Restate exactly the lines that run from the start of the records below to the line containing "(format x=158, y=295)", counting both ends, and nothing else; pictures stay out.
※
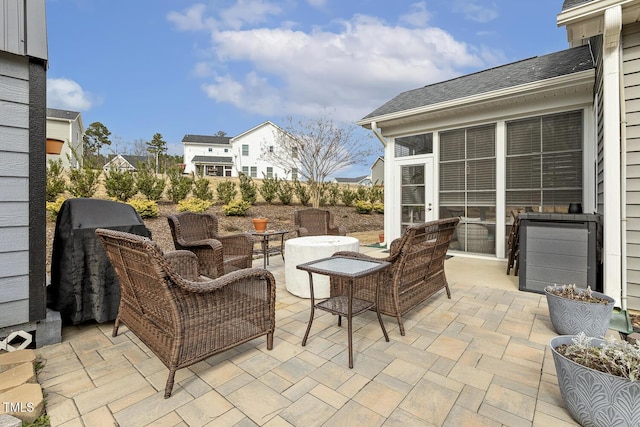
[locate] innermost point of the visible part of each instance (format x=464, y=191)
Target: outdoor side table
x=267, y=250
x=345, y=270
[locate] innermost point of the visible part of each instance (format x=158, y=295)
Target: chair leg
x=270, y=341
x=116, y=325
x=401, y=325
x=169, y=386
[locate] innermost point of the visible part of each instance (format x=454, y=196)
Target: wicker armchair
x=217, y=254
x=416, y=272
x=316, y=222
x=181, y=316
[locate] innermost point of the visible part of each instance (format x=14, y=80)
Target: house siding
x=14, y=193
x=631, y=71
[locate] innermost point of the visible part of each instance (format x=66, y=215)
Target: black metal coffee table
x=346, y=270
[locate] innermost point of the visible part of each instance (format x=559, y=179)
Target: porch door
x=415, y=198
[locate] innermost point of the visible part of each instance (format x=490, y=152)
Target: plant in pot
x=574, y=310
x=598, y=379
x=260, y=224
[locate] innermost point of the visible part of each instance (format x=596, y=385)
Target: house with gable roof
x=212, y=155
x=533, y=135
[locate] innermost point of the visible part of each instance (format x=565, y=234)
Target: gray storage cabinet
x=560, y=249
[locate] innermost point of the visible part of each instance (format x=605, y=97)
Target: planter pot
x=260, y=224
x=54, y=146
x=570, y=317
x=595, y=398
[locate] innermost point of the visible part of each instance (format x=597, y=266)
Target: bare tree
x=317, y=148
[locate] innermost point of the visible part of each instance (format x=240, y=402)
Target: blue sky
x=197, y=67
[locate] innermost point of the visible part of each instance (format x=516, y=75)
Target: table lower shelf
x=340, y=305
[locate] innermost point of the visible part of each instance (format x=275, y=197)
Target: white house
x=66, y=126
x=537, y=135
x=226, y=156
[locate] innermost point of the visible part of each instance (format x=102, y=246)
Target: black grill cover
x=84, y=286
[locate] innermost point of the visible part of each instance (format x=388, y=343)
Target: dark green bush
x=285, y=192
x=201, y=189
x=149, y=184
x=269, y=189
x=248, y=189
x=83, y=182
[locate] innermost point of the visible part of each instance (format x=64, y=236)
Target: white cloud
x=418, y=16
x=474, y=11
x=353, y=69
x=66, y=94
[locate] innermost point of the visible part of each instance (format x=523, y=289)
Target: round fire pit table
x=309, y=248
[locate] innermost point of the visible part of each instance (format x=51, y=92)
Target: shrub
x=226, y=191
x=302, y=192
x=236, y=208
x=201, y=189
x=83, y=182
x=269, y=189
x=55, y=180
x=285, y=192
x=120, y=184
x=54, y=207
x=363, y=207
x=194, y=204
x=348, y=196
x=145, y=208
x=179, y=185
x=334, y=194
x=148, y=184
x=248, y=189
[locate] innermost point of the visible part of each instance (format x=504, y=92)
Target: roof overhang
x=587, y=20
x=567, y=85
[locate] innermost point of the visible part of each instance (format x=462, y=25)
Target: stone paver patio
x=479, y=359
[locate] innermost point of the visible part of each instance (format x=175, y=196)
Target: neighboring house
x=535, y=135
x=124, y=162
x=249, y=147
x=23, y=112
x=225, y=156
x=377, y=171
x=67, y=126
x=208, y=155
x=360, y=180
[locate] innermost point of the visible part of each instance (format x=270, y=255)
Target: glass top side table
x=346, y=270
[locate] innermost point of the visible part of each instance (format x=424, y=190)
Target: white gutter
x=613, y=194
x=378, y=134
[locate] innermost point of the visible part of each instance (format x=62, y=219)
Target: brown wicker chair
x=217, y=254
x=316, y=222
x=416, y=273
x=181, y=316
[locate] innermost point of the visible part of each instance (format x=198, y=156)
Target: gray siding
x=14, y=189
x=631, y=71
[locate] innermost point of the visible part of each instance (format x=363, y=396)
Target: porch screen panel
x=468, y=185
x=544, y=163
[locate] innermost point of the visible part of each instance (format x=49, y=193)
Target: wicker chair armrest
x=185, y=263
x=337, y=230
x=229, y=279
x=236, y=244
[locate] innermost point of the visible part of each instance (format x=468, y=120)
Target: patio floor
x=478, y=359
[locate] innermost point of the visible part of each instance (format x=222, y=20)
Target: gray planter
x=595, y=398
x=570, y=317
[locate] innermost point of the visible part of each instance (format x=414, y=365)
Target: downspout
x=614, y=198
x=623, y=191
x=378, y=134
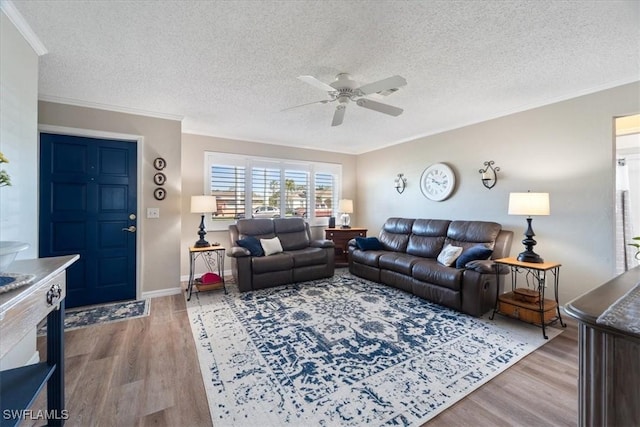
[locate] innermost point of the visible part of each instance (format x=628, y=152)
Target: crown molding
x=107, y=107
x=23, y=27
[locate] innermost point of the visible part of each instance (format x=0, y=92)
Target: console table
x=609, y=362
x=341, y=237
x=21, y=310
x=536, y=273
x=213, y=257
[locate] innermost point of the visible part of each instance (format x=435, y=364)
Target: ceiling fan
x=344, y=90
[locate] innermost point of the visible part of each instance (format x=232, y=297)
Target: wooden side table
x=536, y=276
x=341, y=237
x=213, y=257
x=21, y=310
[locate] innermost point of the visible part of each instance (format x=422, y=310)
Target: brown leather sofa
x=302, y=258
x=407, y=259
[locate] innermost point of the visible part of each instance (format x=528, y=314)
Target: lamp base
x=530, y=256
x=345, y=219
x=201, y=244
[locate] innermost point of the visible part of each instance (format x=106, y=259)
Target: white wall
x=18, y=141
x=18, y=138
x=566, y=149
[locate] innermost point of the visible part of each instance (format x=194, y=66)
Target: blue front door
x=88, y=206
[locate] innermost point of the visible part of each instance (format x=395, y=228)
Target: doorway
x=627, y=190
x=88, y=201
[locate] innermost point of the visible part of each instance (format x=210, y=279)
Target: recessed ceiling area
x=229, y=68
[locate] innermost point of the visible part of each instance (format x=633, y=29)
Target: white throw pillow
x=271, y=246
x=449, y=255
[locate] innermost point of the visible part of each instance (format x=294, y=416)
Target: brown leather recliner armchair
x=302, y=258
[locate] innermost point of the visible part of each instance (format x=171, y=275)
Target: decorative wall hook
x=489, y=174
x=400, y=183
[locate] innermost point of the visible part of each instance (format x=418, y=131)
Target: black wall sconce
x=400, y=183
x=489, y=174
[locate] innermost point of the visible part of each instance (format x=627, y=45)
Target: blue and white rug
x=81, y=317
x=344, y=351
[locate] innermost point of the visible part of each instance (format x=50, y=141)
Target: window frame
x=250, y=162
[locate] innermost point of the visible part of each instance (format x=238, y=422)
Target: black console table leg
x=55, y=356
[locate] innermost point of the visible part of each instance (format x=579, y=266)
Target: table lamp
x=203, y=205
x=345, y=206
x=529, y=204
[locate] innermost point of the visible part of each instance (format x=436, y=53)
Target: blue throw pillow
x=472, y=254
x=252, y=244
x=368, y=243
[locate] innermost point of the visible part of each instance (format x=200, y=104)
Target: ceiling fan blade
x=324, y=101
x=384, y=84
x=338, y=116
x=316, y=83
x=380, y=107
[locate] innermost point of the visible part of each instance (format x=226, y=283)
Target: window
x=258, y=187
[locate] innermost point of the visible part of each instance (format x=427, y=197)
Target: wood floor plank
x=145, y=371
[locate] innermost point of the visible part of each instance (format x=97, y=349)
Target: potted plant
x=637, y=246
x=4, y=175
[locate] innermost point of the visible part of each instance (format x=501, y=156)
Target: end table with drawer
x=341, y=237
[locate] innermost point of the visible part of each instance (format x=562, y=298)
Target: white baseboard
x=162, y=293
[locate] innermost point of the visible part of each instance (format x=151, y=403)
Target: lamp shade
x=345, y=206
x=203, y=204
x=529, y=204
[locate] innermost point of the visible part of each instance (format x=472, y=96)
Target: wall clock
x=159, y=163
x=159, y=178
x=159, y=193
x=437, y=182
※
◆ **Answer space**:
[locate] innermost point of the visible part of each instance (format x=464, y=191)
Target: outdoor side table
x=267, y=250
x=345, y=270
[locate] innermost point of the visible part of each instance (format x=158, y=295)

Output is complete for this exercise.